**Directions**
(1) According to the Camp Anaconda article, on what date was Sgt. Timothy "T.J." McClurg wounded by shrapnel from a roadside bomb?
(2) Carry on the Camp Anaconda article from its final sentence.

Who Dies in Our WAR????

Who's Dying in Our War?
By Rone Tempest
Times Staff Writer

Sunday 30 January 2005

The answer is Army Reservists and National Guardsmen such as Californian Patrick McCaffrey.
CAMP ANACONDA - Some months after the Americans took over the sprawling Balad Air Base, about 50 miles north of Baghdad, someone posted an enigmatic sign on the main gate asking: "Is Today the Day?" Soldiers at the base, which the U.S. military renamed Logistics Support Area Anaconda, or Camp Anaconda, take turns speculating about what the sign means. In the tense months leading up to today's planned national elections in Iraq, the population at the base has swollen to more than 22,000 soldiers and civilian contractors. Some Camp Anaconda residents-;installed in relative comfort inside the 15-square-mile compound that now features four dining halls, two swimming pools, a first-run movie theater and a Burger King franchise-;have concluded that the sign is a military safety message: "Stay Alert!"

For the 90 California National Guard soldiers who make up Alpha Company, a Petaluma-based arm of the 579th Engineer Battalion of Santa Rosa, and regularly venture outside the base to patrol the treacherous canal-veined perimeter, the sign carries a more ominous meaning. The soldiers are part of one of the most star-crossed National Guard units in Iraq. Since arriving at Anaconda last March, one out of five in Alpha Company has been killed or wounded. Three of the nine California National Guardsmen killed in Iraq by the end of 2004 were from Alpha Company.

"A lot of the guys hate the sign," says Alpha Company Sgt. Timothy "T.J." McClurg, a 27-year-old welder from Chico sent home to recover after shrapnel from a roadside bomb ripped into his foot on Nov. 11. "They think it means today is the day we get hit, or today is the day we die."

For Patrick Ryan McCaffrey, a 34-year-old father of two from the Bay Area suburb of Tracy, the day was June 22, 2004. McCaffrey, a rising auto-body shop manager in Palo Alto, signed up for the National Guard during the wave of patriotism that swept the country after Sept. 11, 2001. "Can you believe what's happening?" McCaffrey asked Marlene Cather, one of his co-workers at Akins Collision Repair. "We need to do something."

**Records shown**

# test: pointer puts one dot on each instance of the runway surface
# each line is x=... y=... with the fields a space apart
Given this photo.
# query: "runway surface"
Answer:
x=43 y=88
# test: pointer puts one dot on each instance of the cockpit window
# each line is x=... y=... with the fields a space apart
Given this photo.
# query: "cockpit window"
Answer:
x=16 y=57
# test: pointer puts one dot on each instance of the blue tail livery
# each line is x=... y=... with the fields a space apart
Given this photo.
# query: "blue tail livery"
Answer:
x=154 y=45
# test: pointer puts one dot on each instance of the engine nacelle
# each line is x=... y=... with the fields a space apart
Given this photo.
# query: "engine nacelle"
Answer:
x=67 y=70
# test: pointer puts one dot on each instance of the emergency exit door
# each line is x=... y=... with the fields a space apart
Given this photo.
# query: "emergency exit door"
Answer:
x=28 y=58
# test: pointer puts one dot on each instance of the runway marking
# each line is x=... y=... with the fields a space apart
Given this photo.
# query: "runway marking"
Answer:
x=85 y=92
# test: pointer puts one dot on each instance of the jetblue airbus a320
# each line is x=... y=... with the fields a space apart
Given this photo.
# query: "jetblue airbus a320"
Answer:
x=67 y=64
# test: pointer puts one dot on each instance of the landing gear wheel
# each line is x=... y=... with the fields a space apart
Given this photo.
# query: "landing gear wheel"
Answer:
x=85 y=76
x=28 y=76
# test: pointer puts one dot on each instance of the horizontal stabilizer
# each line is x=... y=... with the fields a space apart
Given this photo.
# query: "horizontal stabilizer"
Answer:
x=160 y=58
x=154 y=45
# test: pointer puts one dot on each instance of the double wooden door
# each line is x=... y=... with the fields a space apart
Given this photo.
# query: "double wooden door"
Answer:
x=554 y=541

**Task responses**
(1) Nov. 11

(2)
Exactly one month after the terrorist attacks on New York and Washington, McCaffrey joined a National Guard unit with a mission statement that emphasizes its engineering support role to "provide mobility, counter-mobility and survivability support to a combat arms brigade" as well as "providing manpower and engineering expertise" during stateside crises. In the troubling days after Sept. 11, National Guard units across the land reported hundreds of similar enlistments. But like many of the other 50,000-plus National Guard soldiers now serving alongside about 20,000 Army Reserve troops in Iraq, McCaffrey didn't foresee that he would one day find himself in deadly combat on the other side of the world. McCaffrey's unit had not been in overseas combat since World War II.

In the half century before Iraq, the engineers had been deployed on missions ranging from forest fires to the 1965 Watts riots. Their duties included temporary assignments to search for weapons in state prisons, remove snow from blocked mountain passes and, in May 1993, to bury a gray whale that had washed up on the beach near Eureka. McCaffrey told friends when he enlisted that he expected to be assigned to homeland security duties, such as guarding the Golden Gate Bridge or Shasta Dam.

"Patrick thought by joining the engineers he would be doing something constructive to fight terrorism on the West Coast," recalls his father, Bob McCaffrey.

But as the U.S. campaign in Iraq bogged down in the summer of 2003, the Pentagon turned to its legions of "citizen soldiers," serving mostly weekend duty in crumbling state armories, and ordered them to relieve exhausted regular Army units in Iraq and Afghanistan. Authorized by a presidential emergency order issued only two days after the Sept. 11 attacks, the historic deployment took place with relatively little public notice or fanfare. It wasn't until later, when the Guard and reserve troops began dying and getting injured in Iraq, that presidential candidate John Kerry and others began describing their overseas service as a "backdoor draft." Today more than 40% of the 150,000 U.S. soldiers in Iraq are either National Guardsmen or reserves. By the end of the spring, that percentage is expected to rise to more than 50%.

Despite McCaffrey's expectations as a National Guard engineer, his marching orders were quite different. Once the U.S. moved into Iraq, he was converted into an infantryman and sent into combat, one of more than 5,000 California National Guard soldiers mustered for service in the war. As the Pentagon scrambled to adjust to long-term military occupation, similarly abrupt job reclassifications became widespread. After years of developing caste pride as engineers, their transformation into foot soldiers was unsettling.

"It's like telling the Lakers that they are not going to play basketball but are now going to be Ping-Pong champs," says retired Army Col. David H. Hackworth, a critic of the current National Guard policy.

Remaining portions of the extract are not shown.